*Task objective*. Determine how many lines of the listing below contain the string "rocky", matching case exactly, and give only that number.

↓↓↓

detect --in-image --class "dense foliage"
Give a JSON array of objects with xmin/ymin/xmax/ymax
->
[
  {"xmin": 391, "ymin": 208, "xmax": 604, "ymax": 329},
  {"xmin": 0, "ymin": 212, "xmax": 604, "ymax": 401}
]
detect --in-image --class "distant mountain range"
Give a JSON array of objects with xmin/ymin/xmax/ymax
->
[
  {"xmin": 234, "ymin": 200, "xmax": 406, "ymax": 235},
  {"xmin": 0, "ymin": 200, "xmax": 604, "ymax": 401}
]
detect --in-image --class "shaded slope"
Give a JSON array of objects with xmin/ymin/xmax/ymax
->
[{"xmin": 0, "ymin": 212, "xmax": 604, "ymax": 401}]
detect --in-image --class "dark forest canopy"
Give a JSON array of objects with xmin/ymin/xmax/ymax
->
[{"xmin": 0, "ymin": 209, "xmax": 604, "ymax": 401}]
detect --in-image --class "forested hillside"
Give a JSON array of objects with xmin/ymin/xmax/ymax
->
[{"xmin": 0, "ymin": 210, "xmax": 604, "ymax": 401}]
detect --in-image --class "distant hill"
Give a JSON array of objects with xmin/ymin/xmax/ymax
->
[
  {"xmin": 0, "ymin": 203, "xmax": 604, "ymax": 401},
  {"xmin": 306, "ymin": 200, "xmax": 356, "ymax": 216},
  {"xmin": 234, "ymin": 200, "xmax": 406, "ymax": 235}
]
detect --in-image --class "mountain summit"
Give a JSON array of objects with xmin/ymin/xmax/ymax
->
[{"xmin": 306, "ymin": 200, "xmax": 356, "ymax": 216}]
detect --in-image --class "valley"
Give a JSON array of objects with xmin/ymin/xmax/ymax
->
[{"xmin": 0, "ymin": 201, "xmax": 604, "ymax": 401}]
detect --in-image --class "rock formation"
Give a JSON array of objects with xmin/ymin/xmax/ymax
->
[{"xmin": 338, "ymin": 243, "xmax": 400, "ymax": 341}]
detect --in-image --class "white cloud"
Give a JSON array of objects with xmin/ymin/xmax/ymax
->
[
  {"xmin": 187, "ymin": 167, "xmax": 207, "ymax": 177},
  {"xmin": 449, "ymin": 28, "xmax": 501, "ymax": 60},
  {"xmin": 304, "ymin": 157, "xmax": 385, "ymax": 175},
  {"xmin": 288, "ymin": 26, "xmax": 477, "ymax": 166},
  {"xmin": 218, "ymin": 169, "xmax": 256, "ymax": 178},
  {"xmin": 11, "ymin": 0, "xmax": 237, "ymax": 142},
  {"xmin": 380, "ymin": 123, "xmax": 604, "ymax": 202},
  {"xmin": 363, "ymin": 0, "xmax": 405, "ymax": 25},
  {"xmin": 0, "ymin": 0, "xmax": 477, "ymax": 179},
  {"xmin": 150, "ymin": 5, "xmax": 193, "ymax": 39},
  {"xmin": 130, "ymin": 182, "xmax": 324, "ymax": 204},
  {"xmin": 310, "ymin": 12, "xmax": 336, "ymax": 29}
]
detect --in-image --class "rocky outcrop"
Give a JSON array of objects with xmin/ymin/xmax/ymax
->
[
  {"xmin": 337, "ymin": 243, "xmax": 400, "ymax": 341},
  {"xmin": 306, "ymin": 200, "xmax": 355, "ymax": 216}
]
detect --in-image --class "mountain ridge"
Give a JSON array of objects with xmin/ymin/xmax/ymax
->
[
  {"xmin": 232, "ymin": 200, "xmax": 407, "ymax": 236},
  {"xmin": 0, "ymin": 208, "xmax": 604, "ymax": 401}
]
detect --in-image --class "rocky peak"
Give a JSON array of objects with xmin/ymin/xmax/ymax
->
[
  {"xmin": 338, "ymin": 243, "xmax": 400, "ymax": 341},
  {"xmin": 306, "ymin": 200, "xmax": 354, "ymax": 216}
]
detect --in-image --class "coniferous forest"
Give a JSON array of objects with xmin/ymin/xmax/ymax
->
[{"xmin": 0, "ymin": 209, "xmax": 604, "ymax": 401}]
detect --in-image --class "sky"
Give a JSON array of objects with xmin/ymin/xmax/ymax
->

↑↑↑

*Written response*. 2